DATASET RECORDS Block Start
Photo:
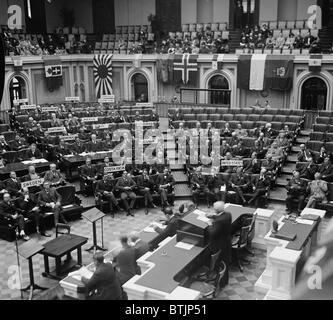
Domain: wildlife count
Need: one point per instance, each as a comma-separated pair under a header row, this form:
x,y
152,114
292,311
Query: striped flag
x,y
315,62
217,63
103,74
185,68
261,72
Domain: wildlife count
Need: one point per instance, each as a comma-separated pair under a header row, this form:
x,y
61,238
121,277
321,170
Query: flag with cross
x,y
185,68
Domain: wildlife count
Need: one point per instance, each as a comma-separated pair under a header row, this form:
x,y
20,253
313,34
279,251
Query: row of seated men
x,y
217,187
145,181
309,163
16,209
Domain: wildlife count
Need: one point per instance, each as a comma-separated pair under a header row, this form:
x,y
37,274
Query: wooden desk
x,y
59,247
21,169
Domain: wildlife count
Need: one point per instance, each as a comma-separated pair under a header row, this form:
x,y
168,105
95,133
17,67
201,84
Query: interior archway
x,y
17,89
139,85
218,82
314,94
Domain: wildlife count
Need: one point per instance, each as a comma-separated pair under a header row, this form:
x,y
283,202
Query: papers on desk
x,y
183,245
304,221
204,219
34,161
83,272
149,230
DATASET RECORDS Block End
REQUIREMENT
Every record, from top to bottom, gets written out exactly; no picture goes into the copy.

THE ANSWER
Photo:
Domain: wildlife count
Need: one point per instance, each as a comma-separated pair under a header row, this form:
x,y
152,114
292,311
Query: striped flag
x,y
315,62
217,63
103,74
185,68
261,72
Domain: wildlife count
Need: one point per instance, each as a comma-separated pair under a header row, this form:
x,y
61,238
121,277
321,170
Query: flag with cross
x,y
185,68
Domain: wildlife count
Need: one point per instance, each as a comma-separated pair under a header row, this form:
x,y
20,253
313,34
279,251
Query: row of seated men
x,y
217,187
145,181
309,163
16,209
Domain: wildlife count
Need: one point per instance, each as a comma-separated pair under a header row, this form:
x,y
37,274
Query: wooden desk
x,y
59,247
21,169
Domain: wildlife count
Need: one point per instance, each as a comma-separated pair under a header row, this form:
x,y
168,105
95,133
17,67
201,84
Query: interior archway
x,y
17,89
139,85
218,82
314,94
Domain: wildlife count
Need: one point per instance, each as a comma-separated pair under a header row, this form:
x,y
283,202
Query: papers on desk
x,y
183,245
304,221
204,219
34,161
83,272
149,230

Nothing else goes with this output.